▶

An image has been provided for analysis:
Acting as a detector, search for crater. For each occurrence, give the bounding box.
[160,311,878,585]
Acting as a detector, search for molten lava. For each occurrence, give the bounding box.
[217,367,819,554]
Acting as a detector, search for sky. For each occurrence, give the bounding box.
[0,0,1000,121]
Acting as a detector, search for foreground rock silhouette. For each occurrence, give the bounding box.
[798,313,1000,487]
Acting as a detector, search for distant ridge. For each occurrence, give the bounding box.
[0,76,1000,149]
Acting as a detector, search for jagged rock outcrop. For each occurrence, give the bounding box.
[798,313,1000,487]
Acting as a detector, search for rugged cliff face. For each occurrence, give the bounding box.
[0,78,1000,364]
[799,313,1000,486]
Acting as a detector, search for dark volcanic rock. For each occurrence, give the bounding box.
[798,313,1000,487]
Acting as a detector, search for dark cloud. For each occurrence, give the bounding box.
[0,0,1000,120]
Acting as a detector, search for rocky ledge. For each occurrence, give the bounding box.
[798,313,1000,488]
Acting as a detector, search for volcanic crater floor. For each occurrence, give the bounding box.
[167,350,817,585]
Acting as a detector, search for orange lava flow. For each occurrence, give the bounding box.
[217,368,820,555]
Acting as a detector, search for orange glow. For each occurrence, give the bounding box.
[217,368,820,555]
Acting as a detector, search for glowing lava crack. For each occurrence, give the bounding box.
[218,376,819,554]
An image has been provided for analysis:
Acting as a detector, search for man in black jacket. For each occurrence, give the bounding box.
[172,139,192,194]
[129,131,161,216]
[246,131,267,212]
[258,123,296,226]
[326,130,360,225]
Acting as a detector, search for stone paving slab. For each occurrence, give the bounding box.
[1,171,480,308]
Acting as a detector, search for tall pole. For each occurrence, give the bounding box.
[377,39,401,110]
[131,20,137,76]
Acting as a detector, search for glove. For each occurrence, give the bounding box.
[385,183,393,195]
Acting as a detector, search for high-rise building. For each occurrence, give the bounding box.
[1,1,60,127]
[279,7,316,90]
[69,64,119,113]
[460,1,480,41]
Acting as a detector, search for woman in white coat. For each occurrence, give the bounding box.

◀

### GIVEN REQUEST
Write out every line above verbatim, from the first line to the last, changing nothing.

### THE SOLUTION
An image has been provided for analysis:
Acting as a detector, search for crater. For each occurrence, give the bounding box.
[160,311,878,585]
Acting as a detector, search for molten lava. For each occurrence, give the bounding box.
[217,367,819,554]
Acting as a detector, search for sky. For each occurrence, give the bounding box.
[0,0,1000,121]
Acting as a detector, search for foreground rock silhouette. For each occurrence, give the bounding box.
[798,313,1000,487]
Acting as a detector, search for distant ridge. For each occurrence, give the bounding box.
[0,76,1000,149]
Acting as a detector, search for jagged rock outcrop. For each occurrence, give the bounding box.
[798,313,1000,487]
Acting as a detector, search for rugged cliff face. For each occurrence, give the bounding box.
[0,78,1000,364]
[799,313,1000,486]
Acting as a detector, search for dark volcanic rock. For each occurrence, give the bounding box.
[798,313,1000,487]
Acting as a detector, search for dark cloud. For each occurrence, give the bounding box.
[0,0,1000,120]
Acting as a detector, search for rocky ledge. For each occurrence, give the bounding box.
[798,313,1000,488]
Acting as a detector, search for volcanic crater floor. For each occurrence, give the bounding box.
[167,350,817,585]
Acting as a detector, search for orange lava flow. For each occurrence, give the bounding box.
[217,368,820,555]
Acting as a detector, search for orange glow. For each occurrence, give the bounding box.
[217,368,820,555]
Acting as a detector, search for glowing lava crack. For each occurrence, give the bounding box.
[218,376,819,554]
An image has been provided for analysis:
Acting as a detector, search for man in black jacket. For each occurrence, give the bounding box.
[172,139,192,194]
[129,131,161,216]
[246,131,267,212]
[258,123,296,226]
[326,130,360,225]
Acting as a detector, search for stone paving slab. For each occurrence, give the bounding box.
[1,171,480,308]
Acting as a detector, search for tall pole. For each occurrence, give the bounding box.
[377,39,401,110]
[131,20,137,76]
Acting as a detector, search for glove. For each occurrence, give the bounding box.
[385,183,393,195]
Acting as a detector, search for high-rise building. For each occurrence, give the bounding box.
[1,1,60,127]
[279,7,316,90]
[69,64,119,113]
[460,1,480,41]
Acting as a detector, search for woman in white coat. For each occurrence, give the bounding box.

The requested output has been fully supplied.